** START **
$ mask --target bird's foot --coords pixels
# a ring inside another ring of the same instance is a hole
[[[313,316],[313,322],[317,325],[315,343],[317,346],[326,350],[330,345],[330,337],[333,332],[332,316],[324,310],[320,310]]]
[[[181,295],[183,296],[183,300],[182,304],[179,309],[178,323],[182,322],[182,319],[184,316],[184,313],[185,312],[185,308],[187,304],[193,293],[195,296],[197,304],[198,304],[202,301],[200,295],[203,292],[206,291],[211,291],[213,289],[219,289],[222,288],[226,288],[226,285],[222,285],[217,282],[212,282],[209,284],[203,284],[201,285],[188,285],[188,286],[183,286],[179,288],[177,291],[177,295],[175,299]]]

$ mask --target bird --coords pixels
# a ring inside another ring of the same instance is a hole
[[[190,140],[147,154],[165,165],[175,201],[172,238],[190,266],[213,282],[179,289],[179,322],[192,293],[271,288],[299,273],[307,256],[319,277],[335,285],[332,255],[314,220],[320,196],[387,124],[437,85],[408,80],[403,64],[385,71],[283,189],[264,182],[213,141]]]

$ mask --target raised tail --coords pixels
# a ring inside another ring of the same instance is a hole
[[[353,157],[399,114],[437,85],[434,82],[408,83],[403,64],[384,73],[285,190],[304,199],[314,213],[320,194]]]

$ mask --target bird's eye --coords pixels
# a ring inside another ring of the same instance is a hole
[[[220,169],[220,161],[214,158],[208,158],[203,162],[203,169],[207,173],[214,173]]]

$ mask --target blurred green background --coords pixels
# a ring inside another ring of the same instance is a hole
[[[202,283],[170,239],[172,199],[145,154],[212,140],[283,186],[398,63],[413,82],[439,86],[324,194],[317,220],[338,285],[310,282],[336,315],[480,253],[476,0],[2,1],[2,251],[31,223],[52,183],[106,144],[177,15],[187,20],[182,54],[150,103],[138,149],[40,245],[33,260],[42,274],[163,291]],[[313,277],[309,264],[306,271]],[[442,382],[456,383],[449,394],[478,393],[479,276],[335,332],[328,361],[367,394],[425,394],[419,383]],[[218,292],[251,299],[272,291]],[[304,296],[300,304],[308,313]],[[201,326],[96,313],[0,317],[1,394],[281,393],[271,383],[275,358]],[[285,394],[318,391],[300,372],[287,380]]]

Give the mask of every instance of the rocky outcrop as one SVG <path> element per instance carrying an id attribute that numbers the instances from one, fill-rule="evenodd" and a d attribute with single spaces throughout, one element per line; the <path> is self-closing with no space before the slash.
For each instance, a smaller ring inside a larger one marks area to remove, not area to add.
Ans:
** END **
### Task to complete
Set out the listing as a Markdown table with the columns Row and Line text, starting at the line that contains "Give the mask" and ending at the last line of the listing. Number each row and leave out any blank lines.

### Complete response
| Row | Line text |
|---|---|
| 1 | Give the mask of every instance of the rocky outcrop as one SVG <path> element per instance carrying an id attribute that numbers the instances from one, fill-rule="evenodd" and a d attribute with single spaces throughout, one element per line; the <path> is self-closing with no space before the slash. |
| 2 | For each instance, a smaller ring inside a larger one marks area to remove, not area to add. |
| 3 | Ans: |